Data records
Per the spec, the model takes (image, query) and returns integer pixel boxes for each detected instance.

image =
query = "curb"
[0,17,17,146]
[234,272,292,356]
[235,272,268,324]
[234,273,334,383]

▶ Directions for this task
Exactly as shown above, return all of the entries.

▶ The completed task
Per the spec, the model takes (image, query) and returns integer pixel boxes for each detected instance.

image =
query = "curb"
[0,17,17,146]
[234,272,292,356]
[235,272,268,324]
[234,273,334,383]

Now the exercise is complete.